» Exercise directions
Leaving out the pictures, return each line of the entries from the first through the line with "box: [175, 94, 202, 126]", and only those lines.

-.-.-

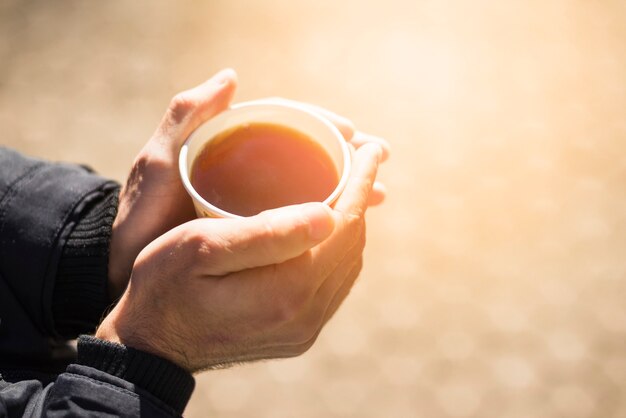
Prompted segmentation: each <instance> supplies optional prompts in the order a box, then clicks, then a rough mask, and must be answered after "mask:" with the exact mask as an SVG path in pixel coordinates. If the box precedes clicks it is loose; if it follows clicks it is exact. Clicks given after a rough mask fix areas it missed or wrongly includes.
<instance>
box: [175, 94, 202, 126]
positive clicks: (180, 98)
mask: <svg viewBox="0 0 626 418" xmlns="http://www.w3.org/2000/svg"><path fill="white" fill-rule="evenodd" d="M195 108H196V100H195V99H194V98H193V97H192V96H191V94H189V92H186V91H184V92H182V93H178V94H177V95H175V96H174V97H173V98H172V100H171V101H170V106H169V109H168V111H169V113H170V116H171V118H172V120H173V121H174V122H175V123H180V122H182V120H183V119H185V118H186V117H187V116H188V115H190V114H191V113H192V112H193V110H194V109H195Z"/></svg>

-.-.-

» Response area
Prompted segmentation: each <instance> supplies optional prompts in the order a box, then clicks, then a rough mask, and must be answered after "mask:" with the exact mask as an SVG path in pixel coordinates. If the box precedes clicks it is loose; if it follows clicks it is exact. Clicks given after a rough mask fix areas it missed or wrongly includes.
<instance>
box: [175, 94, 202, 126]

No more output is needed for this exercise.